++++ Provided information ++++

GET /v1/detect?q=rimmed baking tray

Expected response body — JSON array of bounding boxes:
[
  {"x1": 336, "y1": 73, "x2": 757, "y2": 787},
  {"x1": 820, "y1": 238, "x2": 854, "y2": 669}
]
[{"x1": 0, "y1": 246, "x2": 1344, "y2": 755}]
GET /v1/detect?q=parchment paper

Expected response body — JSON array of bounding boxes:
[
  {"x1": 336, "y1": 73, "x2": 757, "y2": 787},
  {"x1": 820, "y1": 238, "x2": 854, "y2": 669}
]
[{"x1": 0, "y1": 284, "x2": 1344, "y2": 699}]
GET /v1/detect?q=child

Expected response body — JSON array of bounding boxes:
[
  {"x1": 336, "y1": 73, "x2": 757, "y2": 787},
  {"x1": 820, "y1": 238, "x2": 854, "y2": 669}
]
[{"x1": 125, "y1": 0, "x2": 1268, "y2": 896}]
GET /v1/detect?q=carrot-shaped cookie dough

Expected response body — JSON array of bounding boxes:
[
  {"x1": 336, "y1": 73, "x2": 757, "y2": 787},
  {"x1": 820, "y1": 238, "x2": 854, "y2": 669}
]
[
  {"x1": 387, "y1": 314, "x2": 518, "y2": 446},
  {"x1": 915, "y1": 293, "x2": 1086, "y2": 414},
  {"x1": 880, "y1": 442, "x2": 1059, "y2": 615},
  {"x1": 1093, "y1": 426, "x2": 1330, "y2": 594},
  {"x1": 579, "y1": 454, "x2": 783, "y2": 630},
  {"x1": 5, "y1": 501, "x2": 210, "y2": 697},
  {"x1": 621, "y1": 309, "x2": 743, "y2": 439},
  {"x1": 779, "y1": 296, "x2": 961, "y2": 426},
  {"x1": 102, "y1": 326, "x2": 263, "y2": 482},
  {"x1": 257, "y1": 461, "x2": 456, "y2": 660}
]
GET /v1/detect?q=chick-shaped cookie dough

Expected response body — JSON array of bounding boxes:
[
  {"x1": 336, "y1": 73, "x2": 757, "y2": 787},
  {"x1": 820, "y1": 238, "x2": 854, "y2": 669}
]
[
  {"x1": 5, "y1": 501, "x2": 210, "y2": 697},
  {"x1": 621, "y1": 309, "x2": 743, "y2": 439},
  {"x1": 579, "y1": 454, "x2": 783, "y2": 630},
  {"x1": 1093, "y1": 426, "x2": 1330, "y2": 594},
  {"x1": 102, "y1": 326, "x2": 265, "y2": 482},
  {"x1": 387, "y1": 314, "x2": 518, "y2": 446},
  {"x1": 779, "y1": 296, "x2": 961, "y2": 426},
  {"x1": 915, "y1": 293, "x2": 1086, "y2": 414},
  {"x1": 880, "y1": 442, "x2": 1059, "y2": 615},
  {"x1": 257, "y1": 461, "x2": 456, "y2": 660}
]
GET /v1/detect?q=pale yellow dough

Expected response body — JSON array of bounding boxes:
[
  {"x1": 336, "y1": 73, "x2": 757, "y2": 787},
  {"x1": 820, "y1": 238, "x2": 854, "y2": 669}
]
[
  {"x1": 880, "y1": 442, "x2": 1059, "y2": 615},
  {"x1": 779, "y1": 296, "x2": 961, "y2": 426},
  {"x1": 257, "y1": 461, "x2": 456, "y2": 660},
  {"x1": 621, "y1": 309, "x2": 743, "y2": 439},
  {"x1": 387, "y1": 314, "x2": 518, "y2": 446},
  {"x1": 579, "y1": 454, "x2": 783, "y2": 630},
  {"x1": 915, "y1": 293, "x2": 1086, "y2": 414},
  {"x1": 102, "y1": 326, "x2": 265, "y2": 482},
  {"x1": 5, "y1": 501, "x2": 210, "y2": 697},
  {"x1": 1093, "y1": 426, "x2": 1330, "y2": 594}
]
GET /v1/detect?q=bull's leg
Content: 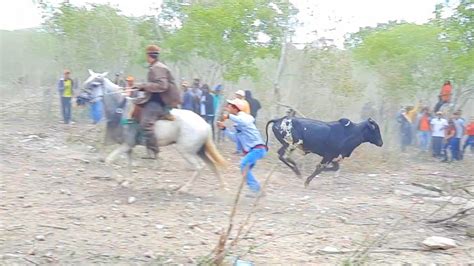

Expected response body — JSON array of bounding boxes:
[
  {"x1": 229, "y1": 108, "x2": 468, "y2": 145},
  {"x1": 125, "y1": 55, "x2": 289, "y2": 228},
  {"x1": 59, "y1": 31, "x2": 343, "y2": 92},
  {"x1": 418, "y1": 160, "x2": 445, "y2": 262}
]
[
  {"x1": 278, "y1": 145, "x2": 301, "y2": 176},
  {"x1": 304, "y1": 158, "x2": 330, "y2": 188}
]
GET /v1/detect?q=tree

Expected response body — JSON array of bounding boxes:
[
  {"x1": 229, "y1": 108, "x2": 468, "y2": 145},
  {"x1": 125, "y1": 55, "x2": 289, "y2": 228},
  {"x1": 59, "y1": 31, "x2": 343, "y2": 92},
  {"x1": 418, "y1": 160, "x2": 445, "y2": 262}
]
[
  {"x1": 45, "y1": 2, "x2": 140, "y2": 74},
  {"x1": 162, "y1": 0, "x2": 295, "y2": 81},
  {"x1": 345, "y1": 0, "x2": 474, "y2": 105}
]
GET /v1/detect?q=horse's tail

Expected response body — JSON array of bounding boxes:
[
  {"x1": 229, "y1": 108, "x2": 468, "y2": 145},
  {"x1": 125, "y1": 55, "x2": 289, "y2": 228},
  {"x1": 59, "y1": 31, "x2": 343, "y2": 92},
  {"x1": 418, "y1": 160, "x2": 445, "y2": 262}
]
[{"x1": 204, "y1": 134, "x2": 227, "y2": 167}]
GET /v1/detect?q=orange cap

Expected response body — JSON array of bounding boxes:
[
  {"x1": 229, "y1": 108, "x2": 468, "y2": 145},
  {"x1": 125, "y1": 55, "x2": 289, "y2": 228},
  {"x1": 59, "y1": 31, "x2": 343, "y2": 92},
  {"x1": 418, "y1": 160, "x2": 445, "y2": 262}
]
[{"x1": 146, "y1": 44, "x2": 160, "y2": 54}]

++++
++++ Provided information ++++

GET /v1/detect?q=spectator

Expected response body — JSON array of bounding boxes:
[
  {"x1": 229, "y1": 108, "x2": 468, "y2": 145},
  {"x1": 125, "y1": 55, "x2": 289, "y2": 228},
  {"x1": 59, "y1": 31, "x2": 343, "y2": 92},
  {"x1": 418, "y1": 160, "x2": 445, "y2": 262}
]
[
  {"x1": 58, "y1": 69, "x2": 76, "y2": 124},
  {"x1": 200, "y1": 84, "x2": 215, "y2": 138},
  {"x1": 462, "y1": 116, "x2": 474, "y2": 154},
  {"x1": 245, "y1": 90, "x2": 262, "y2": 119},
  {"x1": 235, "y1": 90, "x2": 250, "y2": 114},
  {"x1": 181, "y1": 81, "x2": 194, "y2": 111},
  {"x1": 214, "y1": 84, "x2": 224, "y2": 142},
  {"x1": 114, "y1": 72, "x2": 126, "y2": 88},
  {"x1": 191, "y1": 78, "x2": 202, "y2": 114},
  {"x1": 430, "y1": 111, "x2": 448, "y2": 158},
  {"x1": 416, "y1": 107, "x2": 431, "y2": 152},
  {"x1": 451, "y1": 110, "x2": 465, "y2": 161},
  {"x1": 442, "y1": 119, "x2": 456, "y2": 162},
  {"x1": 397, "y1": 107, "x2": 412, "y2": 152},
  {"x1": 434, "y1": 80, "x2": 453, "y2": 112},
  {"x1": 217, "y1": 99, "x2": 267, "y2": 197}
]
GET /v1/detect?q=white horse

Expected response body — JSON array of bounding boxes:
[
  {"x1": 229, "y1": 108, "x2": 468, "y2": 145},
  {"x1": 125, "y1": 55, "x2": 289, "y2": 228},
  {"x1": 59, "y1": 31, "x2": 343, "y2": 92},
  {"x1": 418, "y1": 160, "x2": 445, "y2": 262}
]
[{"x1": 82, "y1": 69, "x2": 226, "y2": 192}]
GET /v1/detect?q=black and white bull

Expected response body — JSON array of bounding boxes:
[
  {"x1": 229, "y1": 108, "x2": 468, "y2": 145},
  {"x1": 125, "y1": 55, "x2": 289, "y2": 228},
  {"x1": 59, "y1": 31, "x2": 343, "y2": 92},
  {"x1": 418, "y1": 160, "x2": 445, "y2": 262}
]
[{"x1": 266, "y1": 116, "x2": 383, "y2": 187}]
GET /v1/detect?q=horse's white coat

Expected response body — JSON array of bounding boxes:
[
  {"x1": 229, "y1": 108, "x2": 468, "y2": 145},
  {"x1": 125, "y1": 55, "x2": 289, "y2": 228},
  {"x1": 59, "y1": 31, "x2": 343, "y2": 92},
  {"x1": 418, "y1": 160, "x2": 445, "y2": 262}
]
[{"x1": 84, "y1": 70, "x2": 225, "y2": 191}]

++++

◆ Written exercise:
Return every line in the listing above that contains the word "shaped".

◆ The completed task:
GET /v1/detect?q=carrot-shaped cookie dough
GET /v1/detect?q=chick-shaped cookie dough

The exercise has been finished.